> [Dataset rows]:
=-=-=-=-=

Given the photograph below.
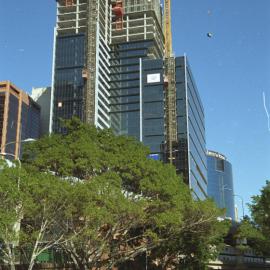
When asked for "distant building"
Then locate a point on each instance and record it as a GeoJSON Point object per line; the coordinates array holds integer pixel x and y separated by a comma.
{"type": "Point", "coordinates": [220, 182]}
{"type": "Point", "coordinates": [19, 118]}
{"type": "Point", "coordinates": [43, 98]}
{"type": "Point", "coordinates": [190, 159]}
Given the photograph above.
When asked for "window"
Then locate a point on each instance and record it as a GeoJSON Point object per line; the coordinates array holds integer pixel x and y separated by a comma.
{"type": "Point", "coordinates": [220, 165]}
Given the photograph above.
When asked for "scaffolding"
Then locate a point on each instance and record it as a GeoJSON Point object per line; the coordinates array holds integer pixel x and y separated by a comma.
{"type": "Point", "coordinates": [171, 140]}
{"type": "Point", "coordinates": [90, 71]}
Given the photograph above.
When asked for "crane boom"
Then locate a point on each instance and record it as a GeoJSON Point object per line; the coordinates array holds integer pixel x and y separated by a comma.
{"type": "Point", "coordinates": [171, 140]}
{"type": "Point", "coordinates": [168, 29]}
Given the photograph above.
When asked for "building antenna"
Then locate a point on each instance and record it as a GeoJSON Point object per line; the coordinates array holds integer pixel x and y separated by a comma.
{"type": "Point", "coordinates": [169, 89]}
{"type": "Point", "coordinates": [266, 111]}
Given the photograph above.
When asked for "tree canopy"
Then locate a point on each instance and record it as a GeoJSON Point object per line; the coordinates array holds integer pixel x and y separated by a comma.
{"type": "Point", "coordinates": [106, 203]}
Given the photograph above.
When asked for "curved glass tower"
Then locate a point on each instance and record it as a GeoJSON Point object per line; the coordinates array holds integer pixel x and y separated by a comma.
{"type": "Point", "coordinates": [220, 182]}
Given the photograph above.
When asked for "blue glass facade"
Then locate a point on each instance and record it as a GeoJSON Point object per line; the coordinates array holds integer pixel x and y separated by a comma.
{"type": "Point", "coordinates": [191, 130]}
{"type": "Point", "coordinates": [125, 86]}
{"type": "Point", "coordinates": [153, 133]}
{"type": "Point", "coordinates": [220, 182]}
{"type": "Point", "coordinates": [68, 80]}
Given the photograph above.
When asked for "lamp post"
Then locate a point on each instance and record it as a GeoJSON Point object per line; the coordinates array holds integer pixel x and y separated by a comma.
{"type": "Point", "coordinates": [242, 202]}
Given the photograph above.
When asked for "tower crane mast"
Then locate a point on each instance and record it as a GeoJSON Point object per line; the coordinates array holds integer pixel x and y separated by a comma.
{"type": "Point", "coordinates": [171, 140]}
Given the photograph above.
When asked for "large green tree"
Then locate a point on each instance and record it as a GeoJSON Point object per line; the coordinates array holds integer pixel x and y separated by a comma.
{"type": "Point", "coordinates": [125, 205]}
{"type": "Point", "coordinates": [257, 229]}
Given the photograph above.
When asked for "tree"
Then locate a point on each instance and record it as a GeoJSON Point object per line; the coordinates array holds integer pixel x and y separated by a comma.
{"type": "Point", "coordinates": [257, 229]}
{"type": "Point", "coordinates": [45, 213]}
{"type": "Point", "coordinates": [124, 204]}
{"type": "Point", "coordinates": [32, 215]}
{"type": "Point", "coordinates": [10, 213]}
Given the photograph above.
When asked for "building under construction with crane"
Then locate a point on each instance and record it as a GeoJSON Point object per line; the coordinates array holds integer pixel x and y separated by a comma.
{"type": "Point", "coordinates": [114, 67]}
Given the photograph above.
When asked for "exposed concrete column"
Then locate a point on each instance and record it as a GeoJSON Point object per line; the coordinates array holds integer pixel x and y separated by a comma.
{"type": "Point", "coordinates": [106, 21]}
{"type": "Point", "coordinates": [77, 16]}
{"type": "Point", "coordinates": [145, 17]}
{"type": "Point", "coordinates": [127, 28]}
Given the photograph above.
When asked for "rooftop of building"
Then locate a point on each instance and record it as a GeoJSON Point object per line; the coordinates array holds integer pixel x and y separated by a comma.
{"type": "Point", "coordinates": [216, 154]}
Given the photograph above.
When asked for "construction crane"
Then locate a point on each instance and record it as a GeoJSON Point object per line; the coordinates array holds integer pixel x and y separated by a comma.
{"type": "Point", "coordinates": [171, 141]}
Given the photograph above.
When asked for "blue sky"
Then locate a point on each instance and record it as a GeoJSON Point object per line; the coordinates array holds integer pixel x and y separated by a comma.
{"type": "Point", "coordinates": [231, 70]}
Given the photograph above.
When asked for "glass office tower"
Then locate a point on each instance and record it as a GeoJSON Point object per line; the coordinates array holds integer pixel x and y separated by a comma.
{"type": "Point", "coordinates": [220, 182]}
{"type": "Point", "coordinates": [190, 129]}
{"type": "Point", "coordinates": [81, 62]}
{"type": "Point", "coordinates": [140, 38]}
{"type": "Point", "coordinates": [191, 157]}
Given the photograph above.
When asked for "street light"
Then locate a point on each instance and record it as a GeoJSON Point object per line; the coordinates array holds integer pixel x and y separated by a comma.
{"type": "Point", "coordinates": [26, 140]}
{"type": "Point", "coordinates": [242, 201]}
{"type": "Point", "coordinates": [17, 224]}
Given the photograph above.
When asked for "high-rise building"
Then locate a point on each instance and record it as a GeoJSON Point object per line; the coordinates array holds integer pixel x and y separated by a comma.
{"type": "Point", "coordinates": [190, 148]}
{"type": "Point", "coordinates": [81, 62]}
{"type": "Point", "coordinates": [110, 70]}
{"type": "Point", "coordinates": [98, 47]}
{"type": "Point", "coordinates": [220, 182]}
{"type": "Point", "coordinates": [140, 38]}
{"type": "Point", "coordinates": [42, 96]}
{"type": "Point", "coordinates": [19, 118]}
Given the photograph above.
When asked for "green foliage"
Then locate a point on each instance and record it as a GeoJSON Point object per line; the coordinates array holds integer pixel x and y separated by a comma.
{"type": "Point", "coordinates": [112, 203]}
{"type": "Point", "coordinates": [257, 230]}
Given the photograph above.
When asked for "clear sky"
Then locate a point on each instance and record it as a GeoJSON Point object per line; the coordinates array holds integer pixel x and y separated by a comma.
{"type": "Point", "coordinates": [232, 70]}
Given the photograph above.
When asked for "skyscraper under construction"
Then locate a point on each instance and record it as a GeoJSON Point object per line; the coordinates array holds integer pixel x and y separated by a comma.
{"type": "Point", "coordinates": [114, 67]}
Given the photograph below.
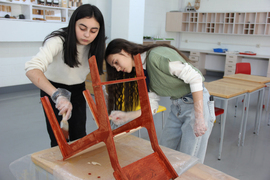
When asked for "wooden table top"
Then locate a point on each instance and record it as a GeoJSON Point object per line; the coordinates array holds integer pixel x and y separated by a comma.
{"type": "Point", "coordinates": [224, 90]}
{"type": "Point", "coordinates": [129, 149]}
{"type": "Point", "coordinates": [252, 78]}
{"type": "Point", "coordinates": [247, 85]}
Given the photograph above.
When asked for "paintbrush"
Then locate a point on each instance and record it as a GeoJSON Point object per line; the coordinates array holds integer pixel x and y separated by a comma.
{"type": "Point", "coordinates": [64, 126]}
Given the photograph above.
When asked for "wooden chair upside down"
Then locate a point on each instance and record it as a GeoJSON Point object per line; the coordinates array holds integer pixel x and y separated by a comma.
{"type": "Point", "coordinates": [154, 166]}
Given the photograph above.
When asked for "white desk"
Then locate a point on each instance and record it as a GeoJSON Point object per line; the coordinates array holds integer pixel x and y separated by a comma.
{"type": "Point", "coordinates": [225, 93]}
{"type": "Point", "coordinates": [220, 65]}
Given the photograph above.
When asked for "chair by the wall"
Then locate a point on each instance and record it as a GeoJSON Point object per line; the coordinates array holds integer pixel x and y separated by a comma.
{"type": "Point", "coordinates": [241, 68]}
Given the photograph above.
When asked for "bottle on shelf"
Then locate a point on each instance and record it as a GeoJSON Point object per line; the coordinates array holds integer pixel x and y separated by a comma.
{"type": "Point", "coordinates": [41, 2]}
{"type": "Point", "coordinates": [48, 2]}
{"type": "Point", "coordinates": [56, 3]}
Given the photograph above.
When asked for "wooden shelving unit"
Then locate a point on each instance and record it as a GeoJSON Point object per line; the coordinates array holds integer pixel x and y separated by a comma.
{"type": "Point", "coordinates": [234, 23]}
{"type": "Point", "coordinates": [28, 9]}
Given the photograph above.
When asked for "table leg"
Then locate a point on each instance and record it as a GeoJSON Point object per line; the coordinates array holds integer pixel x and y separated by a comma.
{"type": "Point", "coordinates": [246, 116]}
{"type": "Point", "coordinates": [223, 122]}
{"type": "Point", "coordinates": [242, 120]}
{"type": "Point", "coordinates": [268, 97]}
{"type": "Point", "coordinates": [258, 124]}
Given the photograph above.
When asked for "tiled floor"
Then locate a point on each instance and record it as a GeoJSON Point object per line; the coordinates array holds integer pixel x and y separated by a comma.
{"type": "Point", "coordinates": [22, 132]}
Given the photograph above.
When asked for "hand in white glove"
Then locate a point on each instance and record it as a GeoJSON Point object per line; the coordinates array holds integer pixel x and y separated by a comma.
{"type": "Point", "coordinates": [119, 117]}
{"type": "Point", "coordinates": [64, 106]}
{"type": "Point", "coordinates": [199, 126]}
{"type": "Point", "coordinates": [61, 98]}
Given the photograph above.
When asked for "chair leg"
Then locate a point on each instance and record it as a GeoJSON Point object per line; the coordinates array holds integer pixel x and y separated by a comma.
{"type": "Point", "coordinates": [162, 119]}
{"type": "Point", "coordinates": [236, 105]}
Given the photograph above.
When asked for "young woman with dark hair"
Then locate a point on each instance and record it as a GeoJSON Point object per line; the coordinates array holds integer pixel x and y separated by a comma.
{"type": "Point", "coordinates": [60, 67]}
{"type": "Point", "coordinates": [169, 72]}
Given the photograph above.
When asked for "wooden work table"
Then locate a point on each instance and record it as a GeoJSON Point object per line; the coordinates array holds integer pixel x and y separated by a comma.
{"type": "Point", "coordinates": [129, 149]}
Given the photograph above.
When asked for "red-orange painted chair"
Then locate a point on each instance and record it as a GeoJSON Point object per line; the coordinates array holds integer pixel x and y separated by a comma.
{"type": "Point", "coordinates": [154, 166]}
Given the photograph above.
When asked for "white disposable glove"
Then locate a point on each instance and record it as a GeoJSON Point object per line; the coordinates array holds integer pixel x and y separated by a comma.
{"type": "Point", "coordinates": [61, 98]}
{"type": "Point", "coordinates": [199, 126]}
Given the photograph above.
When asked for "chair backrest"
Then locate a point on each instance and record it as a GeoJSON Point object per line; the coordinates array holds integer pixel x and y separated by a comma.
{"type": "Point", "coordinates": [243, 68]}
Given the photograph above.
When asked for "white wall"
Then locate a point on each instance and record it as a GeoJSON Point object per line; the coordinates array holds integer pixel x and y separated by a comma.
{"type": "Point", "coordinates": [155, 18]}
{"type": "Point", "coordinates": [232, 42]}
{"type": "Point", "coordinates": [13, 55]}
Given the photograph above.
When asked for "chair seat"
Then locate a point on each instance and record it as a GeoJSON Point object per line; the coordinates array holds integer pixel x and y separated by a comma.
{"type": "Point", "coordinates": [218, 111]}
{"type": "Point", "coordinates": [161, 108]}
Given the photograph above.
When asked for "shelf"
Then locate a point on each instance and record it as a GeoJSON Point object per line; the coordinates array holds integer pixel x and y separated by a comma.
{"type": "Point", "coordinates": [234, 23]}
{"type": "Point", "coordinates": [34, 12]}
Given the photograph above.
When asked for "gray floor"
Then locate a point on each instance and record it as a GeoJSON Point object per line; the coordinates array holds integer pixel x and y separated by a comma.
{"type": "Point", "coordinates": [22, 132]}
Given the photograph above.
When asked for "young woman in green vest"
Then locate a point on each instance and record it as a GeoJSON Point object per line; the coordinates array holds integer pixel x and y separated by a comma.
{"type": "Point", "coordinates": [169, 73]}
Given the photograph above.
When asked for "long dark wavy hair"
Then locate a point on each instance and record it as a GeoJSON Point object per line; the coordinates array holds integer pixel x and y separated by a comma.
{"type": "Point", "coordinates": [124, 96]}
{"type": "Point", "coordinates": [68, 36]}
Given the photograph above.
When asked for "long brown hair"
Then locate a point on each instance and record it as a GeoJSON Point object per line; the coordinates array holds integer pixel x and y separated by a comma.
{"type": "Point", "coordinates": [124, 96]}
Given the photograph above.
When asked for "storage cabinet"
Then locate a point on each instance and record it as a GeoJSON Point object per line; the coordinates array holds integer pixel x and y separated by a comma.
{"type": "Point", "coordinates": [34, 12]}
{"type": "Point", "coordinates": [230, 64]}
{"type": "Point", "coordinates": [235, 23]}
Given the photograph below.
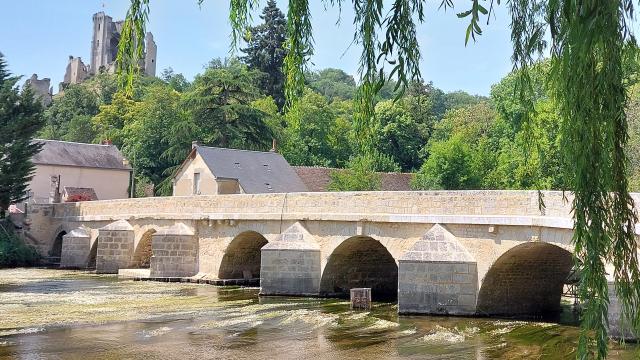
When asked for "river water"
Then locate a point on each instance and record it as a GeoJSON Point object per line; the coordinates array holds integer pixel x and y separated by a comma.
{"type": "Point", "coordinates": [54, 314]}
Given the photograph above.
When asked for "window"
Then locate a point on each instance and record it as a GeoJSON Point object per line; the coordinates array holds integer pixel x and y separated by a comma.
{"type": "Point", "coordinates": [196, 183]}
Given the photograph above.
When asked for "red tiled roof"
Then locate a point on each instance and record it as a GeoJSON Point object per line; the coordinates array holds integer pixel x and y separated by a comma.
{"type": "Point", "coordinates": [317, 179]}
{"type": "Point", "coordinates": [87, 194]}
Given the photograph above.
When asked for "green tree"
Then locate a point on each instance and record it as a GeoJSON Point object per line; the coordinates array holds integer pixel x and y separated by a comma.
{"type": "Point", "coordinates": [145, 139]}
{"type": "Point", "coordinates": [67, 115]}
{"type": "Point", "coordinates": [220, 105]}
{"type": "Point", "coordinates": [332, 83]}
{"type": "Point", "coordinates": [633, 113]}
{"type": "Point", "coordinates": [20, 119]}
{"type": "Point", "coordinates": [587, 42]}
{"type": "Point", "coordinates": [462, 150]}
{"type": "Point", "coordinates": [306, 136]}
{"type": "Point", "coordinates": [399, 135]}
{"type": "Point", "coordinates": [450, 166]}
{"type": "Point", "coordinates": [265, 51]}
{"type": "Point", "coordinates": [175, 81]}
{"type": "Point", "coordinates": [358, 176]}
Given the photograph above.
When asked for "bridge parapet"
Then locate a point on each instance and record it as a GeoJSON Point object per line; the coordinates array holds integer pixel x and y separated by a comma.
{"type": "Point", "coordinates": [401, 206]}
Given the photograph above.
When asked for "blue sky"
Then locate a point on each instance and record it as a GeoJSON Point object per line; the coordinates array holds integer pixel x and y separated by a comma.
{"type": "Point", "coordinates": [38, 36]}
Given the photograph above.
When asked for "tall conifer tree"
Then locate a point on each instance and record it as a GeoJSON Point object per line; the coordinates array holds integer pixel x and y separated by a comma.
{"type": "Point", "coordinates": [20, 119]}
{"type": "Point", "coordinates": [265, 51]}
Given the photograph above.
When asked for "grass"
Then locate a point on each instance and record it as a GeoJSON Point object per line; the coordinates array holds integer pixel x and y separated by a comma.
{"type": "Point", "coordinates": [13, 251]}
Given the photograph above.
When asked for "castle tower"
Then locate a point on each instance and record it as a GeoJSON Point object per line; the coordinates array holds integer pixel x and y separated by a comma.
{"type": "Point", "coordinates": [102, 45]}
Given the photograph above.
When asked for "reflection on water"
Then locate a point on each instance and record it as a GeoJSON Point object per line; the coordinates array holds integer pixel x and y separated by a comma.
{"type": "Point", "coordinates": [76, 315]}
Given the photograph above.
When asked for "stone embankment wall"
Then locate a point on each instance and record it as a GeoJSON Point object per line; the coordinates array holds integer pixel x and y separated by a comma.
{"type": "Point", "coordinates": [440, 252]}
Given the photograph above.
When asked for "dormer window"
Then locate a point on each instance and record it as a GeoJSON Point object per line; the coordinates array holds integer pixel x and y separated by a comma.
{"type": "Point", "coordinates": [196, 183]}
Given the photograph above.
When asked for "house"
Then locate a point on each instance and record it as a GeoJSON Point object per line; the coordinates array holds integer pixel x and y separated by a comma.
{"type": "Point", "coordinates": [96, 171]}
{"type": "Point", "coordinates": [317, 179]}
{"type": "Point", "coordinates": [216, 171]}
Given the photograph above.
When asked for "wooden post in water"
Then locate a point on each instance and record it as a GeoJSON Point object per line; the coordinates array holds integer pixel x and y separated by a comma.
{"type": "Point", "coordinates": [361, 298]}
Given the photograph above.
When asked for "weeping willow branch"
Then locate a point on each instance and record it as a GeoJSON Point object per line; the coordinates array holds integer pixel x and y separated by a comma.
{"type": "Point", "coordinates": [299, 48]}
{"type": "Point", "coordinates": [239, 17]}
{"type": "Point", "coordinates": [131, 46]}
{"type": "Point", "coordinates": [589, 38]}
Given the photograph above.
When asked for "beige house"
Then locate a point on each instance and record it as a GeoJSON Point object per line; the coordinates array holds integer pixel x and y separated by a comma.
{"type": "Point", "coordinates": [86, 171]}
{"type": "Point", "coordinates": [216, 171]}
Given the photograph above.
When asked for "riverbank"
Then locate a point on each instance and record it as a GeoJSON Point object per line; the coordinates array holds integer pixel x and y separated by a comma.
{"type": "Point", "coordinates": [74, 314]}
{"type": "Point", "coordinates": [13, 251]}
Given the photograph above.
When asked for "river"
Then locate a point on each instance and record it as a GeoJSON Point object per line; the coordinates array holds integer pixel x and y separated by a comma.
{"type": "Point", "coordinates": [55, 314]}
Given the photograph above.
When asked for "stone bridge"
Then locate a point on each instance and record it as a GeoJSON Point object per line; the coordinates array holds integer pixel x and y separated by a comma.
{"type": "Point", "coordinates": [439, 252]}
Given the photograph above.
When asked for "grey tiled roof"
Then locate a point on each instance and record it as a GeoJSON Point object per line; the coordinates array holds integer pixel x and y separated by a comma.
{"type": "Point", "coordinates": [256, 171]}
{"type": "Point", "coordinates": [77, 154]}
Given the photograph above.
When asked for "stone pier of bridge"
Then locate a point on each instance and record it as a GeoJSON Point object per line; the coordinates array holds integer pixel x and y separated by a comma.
{"type": "Point", "coordinates": [472, 253]}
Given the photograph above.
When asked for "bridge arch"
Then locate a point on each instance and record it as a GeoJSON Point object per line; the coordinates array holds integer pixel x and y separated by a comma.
{"type": "Point", "coordinates": [360, 261]}
{"type": "Point", "coordinates": [142, 252]}
{"type": "Point", "coordinates": [241, 259]}
{"type": "Point", "coordinates": [56, 248]}
{"type": "Point", "coordinates": [526, 281]}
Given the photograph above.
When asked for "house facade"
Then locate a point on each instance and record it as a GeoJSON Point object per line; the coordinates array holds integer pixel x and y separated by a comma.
{"type": "Point", "coordinates": [218, 171]}
{"type": "Point", "coordinates": [64, 167]}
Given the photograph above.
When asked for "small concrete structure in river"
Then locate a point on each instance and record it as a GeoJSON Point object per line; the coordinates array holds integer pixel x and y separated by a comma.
{"type": "Point", "coordinates": [438, 252]}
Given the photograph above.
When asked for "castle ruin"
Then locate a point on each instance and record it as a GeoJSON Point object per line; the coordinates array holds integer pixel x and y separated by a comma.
{"type": "Point", "coordinates": [104, 50]}
{"type": "Point", "coordinates": [41, 89]}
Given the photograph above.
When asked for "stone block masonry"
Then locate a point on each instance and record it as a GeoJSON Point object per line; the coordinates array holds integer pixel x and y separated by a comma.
{"type": "Point", "coordinates": [76, 249]}
{"type": "Point", "coordinates": [437, 276]}
{"type": "Point", "coordinates": [115, 247]}
{"type": "Point", "coordinates": [291, 264]}
{"type": "Point", "coordinates": [175, 252]}
{"type": "Point", "coordinates": [439, 288]}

=-=-=-=-=

> [Exercise details]: How many of the lines above contain the string "stone"? Reply with the number alone.

> [Full response]: 4